* _Task goal_
Rewrite the hotel overtime story with "good workers" changed to "hard workers", starting at the words "This is a story" and ending after "wanting to please.".

In this story, a manager and an assistant manger at a hotel are in this situation, and they disagree about how to handle it. It doesn’t end well for the assistant manager.
Let’s read all about it.
Does your hotel have a no-overtime culture?
Asking a serious question here:
Does your hotel have a “culture” (to use the industry term) where no one is supposed to get overtime? Where managers get chewed out if someone gets overtime? Where there is this sense that if someone gets overtime, heads are going to roll?
I ask, because I have seen so many situations over the years where people made stupid decisions because of this idea that overtime is anathema to running a business, when in fact, it is a tool to be used, just like anything.
Here is quick tale to illustrate my point.
This is a story about an assistant manager who didn’t make the best decisions.
Back when I was the GM of a 148 room hotel, I had an AGM that was one of those people who were good workers, would do anything you told them, and was always wanting to please.
But, unfortunately, didn’t make good decisions some times.
Like, for example, letting a friend use one of his employee rooms at a sister property on a sell-out-night and ooops – company operations manager happens to be visiting that property during a busy checkin and their friend is acting like a jerk.
The assistant manager was technically doing something illegal.
The overtime story goes like this: We are trying to keep the hotel at no overtime, but we are extremely busy during the summer, with limited staff for laundry.
Laundry needs to get done. But, it won’t get done that day/week without extra hours.
So, AGM tells laundry lady to come in early several days that week, like an hour or so, off the clock to do work, and he would fiddle with the hours in the timeclock program to shift those OT hours to the next week. Which is illegal. But, he’s trying to do a “good job” by not having overtime by coming up with this.
OP was not in the loop on this workaround.
So, one day, I come in early, because it is going to be a busy day, and I go to laundry, and she is already there working.

* _Provided records_
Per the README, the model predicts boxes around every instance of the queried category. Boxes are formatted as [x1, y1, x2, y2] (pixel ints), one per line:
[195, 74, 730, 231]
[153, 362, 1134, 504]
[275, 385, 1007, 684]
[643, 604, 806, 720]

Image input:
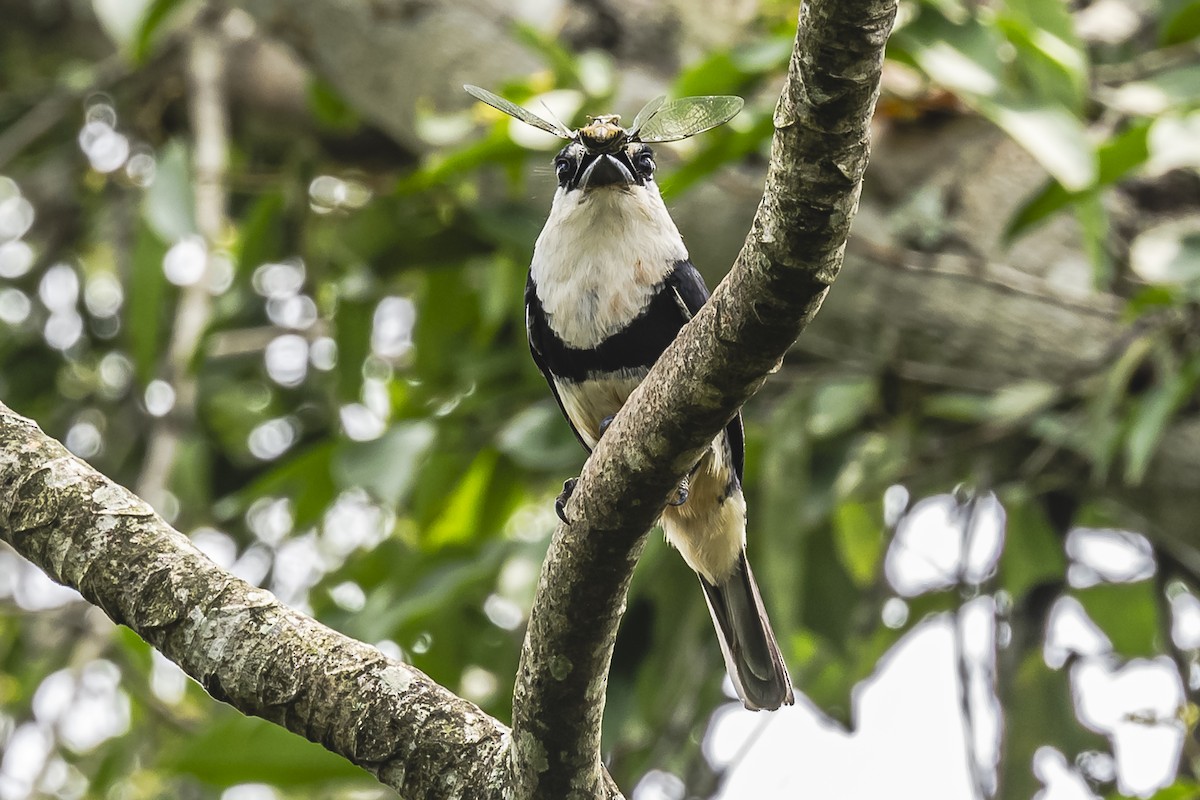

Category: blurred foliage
[0, 0, 1200, 799]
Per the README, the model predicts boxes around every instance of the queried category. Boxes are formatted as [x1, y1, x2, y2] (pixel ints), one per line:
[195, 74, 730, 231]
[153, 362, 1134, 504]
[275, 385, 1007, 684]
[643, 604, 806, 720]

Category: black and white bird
[466, 86, 793, 710]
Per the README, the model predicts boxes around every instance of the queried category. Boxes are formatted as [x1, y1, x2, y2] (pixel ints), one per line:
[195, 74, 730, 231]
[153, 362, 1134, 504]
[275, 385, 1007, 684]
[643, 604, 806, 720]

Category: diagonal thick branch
[0, 0, 895, 800]
[512, 0, 896, 799]
[0, 403, 508, 800]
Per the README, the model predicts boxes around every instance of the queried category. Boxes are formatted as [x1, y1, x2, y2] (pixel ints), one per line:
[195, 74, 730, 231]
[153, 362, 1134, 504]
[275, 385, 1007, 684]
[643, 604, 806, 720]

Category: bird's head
[554, 142, 658, 196]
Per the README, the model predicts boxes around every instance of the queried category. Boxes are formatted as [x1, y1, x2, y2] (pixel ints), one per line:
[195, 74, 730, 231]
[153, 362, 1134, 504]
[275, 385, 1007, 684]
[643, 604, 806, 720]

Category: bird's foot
[600, 414, 617, 437]
[554, 477, 580, 525]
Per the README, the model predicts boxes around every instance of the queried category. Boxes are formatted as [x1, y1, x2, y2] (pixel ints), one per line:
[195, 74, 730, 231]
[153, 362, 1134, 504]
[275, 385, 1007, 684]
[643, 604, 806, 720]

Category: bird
[464, 85, 794, 710]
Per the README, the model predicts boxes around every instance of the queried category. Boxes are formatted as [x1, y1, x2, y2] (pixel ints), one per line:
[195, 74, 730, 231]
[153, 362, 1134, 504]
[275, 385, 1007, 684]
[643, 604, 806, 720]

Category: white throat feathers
[530, 181, 688, 349]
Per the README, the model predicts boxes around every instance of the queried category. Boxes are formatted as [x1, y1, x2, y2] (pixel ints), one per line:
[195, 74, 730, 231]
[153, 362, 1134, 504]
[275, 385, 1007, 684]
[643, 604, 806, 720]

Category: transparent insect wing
[462, 84, 575, 139]
[629, 95, 667, 137]
[637, 95, 745, 143]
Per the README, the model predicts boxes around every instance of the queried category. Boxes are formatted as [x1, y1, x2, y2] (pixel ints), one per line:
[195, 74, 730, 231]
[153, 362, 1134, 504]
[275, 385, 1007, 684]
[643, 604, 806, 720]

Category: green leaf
[130, 0, 186, 64]
[996, 0, 1088, 114]
[800, 530, 859, 651]
[233, 441, 337, 528]
[978, 100, 1098, 192]
[1158, 0, 1200, 44]
[422, 450, 498, 549]
[236, 192, 286, 276]
[142, 139, 196, 245]
[497, 401, 581, 473]
[1000, 488, 1067, 602]
[307, 78, 360, 131]
[889, 6, 1003, 97]
[833, 503, 884, 589]
[806, 377, 875, 439]
[1129, 219, 1200, 287]
[162, 715, 364, 789]
[1004, 120, 1151, 242]
[332, 420, 437, 509]
[1075, 191, 1114, 289]
[126, 223, 169, 386]
[1072, 581, 1159, 658]
[1124, 356, 1200, 486]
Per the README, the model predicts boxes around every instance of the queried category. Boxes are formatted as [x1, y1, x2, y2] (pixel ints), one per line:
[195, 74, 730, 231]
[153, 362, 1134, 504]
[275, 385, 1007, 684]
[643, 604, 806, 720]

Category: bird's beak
[580, 155, 635, 188]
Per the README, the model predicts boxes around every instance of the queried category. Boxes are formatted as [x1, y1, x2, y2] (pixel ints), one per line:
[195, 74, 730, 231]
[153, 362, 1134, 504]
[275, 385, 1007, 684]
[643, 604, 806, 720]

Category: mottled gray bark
[512, 0, 896, 799]
[0, 404, 509, 800]
[0, 0, 896, 800]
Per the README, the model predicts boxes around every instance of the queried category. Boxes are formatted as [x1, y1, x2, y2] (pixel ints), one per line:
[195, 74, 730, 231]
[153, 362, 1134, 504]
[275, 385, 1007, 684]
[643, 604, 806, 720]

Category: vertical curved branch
[138, 11, 229, 509]
[511, 0, 896, 799]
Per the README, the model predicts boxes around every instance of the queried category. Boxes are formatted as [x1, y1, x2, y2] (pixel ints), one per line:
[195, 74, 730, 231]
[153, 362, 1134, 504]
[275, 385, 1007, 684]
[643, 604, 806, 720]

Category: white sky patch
[1171, 591, 1200, 650]
[1072, 656, 1184, 798]
[1043, 597, 1112, 669]
[884, 494, 1004, 597]
[1033, 747, 1100, 800]
[704, 616, 972, 800]
[371, 297, 416, 359]
[263, 333, 308, 386]
[1067, 528, 1154, 589]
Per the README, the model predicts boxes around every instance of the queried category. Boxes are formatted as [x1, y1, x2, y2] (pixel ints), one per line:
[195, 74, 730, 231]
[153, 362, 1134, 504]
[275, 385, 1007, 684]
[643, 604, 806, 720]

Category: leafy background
[0, 0, 1200, 800]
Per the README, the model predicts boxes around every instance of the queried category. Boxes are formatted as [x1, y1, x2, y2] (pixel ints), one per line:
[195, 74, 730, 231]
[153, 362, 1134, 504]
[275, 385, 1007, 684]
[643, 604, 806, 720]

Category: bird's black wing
[526, 276, 592, 452]
[667, 261, 745, 483]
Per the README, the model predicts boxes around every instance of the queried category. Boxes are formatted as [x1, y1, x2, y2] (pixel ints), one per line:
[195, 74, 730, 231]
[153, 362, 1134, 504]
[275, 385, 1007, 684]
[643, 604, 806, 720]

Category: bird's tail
[700, 551, 794, 711]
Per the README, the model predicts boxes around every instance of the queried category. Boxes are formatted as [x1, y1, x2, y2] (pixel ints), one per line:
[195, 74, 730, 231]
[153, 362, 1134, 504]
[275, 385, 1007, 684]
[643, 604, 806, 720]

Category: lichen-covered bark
[0, 0, 895, 800]
[512, 0, 896, 800]
[0, 404, 509, 800]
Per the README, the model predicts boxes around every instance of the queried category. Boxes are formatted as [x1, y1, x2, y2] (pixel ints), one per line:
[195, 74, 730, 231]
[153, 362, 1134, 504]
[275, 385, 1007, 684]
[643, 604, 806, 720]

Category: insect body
[466, 86, 792, 709]
[463, 84, 745, 154]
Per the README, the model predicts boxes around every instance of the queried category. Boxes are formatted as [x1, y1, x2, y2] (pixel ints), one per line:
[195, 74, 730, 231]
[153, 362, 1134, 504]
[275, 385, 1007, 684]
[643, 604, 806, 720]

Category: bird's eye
[634, 150, 654, 176]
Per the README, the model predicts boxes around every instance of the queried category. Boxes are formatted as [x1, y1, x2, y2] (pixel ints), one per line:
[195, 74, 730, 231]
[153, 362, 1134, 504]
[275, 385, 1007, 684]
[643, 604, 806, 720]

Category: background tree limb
[512, 0, 896, 798]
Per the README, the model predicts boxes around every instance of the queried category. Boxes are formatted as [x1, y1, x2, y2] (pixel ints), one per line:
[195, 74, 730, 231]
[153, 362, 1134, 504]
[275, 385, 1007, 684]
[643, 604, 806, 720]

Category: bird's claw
[554, 477, 580, 525]
[598, 414, 617, 437]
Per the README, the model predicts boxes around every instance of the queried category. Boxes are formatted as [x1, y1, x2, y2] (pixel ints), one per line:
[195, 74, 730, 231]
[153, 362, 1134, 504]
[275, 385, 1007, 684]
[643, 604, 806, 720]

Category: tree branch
[512, 0, 896, 799]
[137, 20, 229, 509]
[0, 403, 508, 800]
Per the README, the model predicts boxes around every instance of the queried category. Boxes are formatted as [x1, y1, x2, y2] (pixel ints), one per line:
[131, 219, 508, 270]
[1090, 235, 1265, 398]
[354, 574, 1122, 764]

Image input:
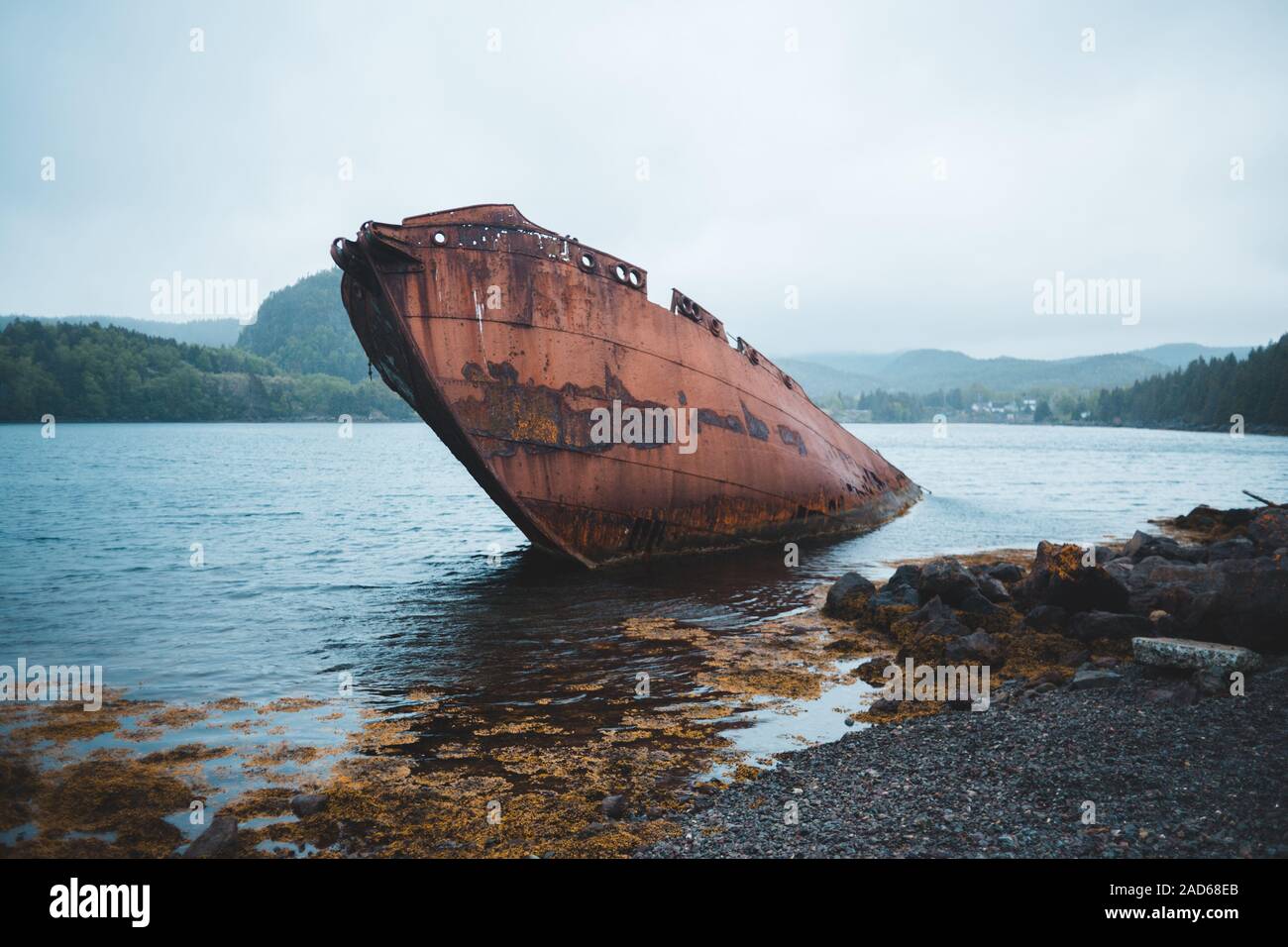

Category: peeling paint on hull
[331, 205, 921, 567]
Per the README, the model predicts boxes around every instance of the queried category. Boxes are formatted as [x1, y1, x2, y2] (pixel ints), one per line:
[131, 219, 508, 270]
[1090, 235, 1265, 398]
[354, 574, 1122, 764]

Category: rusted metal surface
[331, 205, 921, 567]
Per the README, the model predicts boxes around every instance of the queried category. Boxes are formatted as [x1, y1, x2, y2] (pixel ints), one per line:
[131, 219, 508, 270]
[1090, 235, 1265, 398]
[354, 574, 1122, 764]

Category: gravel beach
[638, 664, 1288, 858]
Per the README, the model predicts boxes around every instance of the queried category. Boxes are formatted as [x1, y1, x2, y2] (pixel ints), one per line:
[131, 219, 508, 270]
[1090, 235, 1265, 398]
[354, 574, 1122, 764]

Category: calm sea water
[0, 424, 1288, 704]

* _Answer to the problem_
This is a story about an assistant manager who didn’t make the best decisions.
Back when I was the GM of a 148 room hotel, I had an AGM that was one of those people who were hard workers, would do anything you told them, and was always wanting to please.